◆ EXERCISE DATA:
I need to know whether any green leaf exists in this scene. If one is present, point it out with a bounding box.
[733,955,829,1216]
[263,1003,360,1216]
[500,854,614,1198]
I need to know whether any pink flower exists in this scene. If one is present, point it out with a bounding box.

◆ DIRECTIONS:
Copy out every line of the records above word for word.

◆ COMPLETE RESPONSE:
I need to know whether any green leaf exists in this scene. If one is present, point it out with a bounding box.
[733,955,829,1216]
[263,1003,360,1216]
[500,854,614,1198]
I need to know whether any pink flower exists in this scene. If one is present, point it out with a bounding box.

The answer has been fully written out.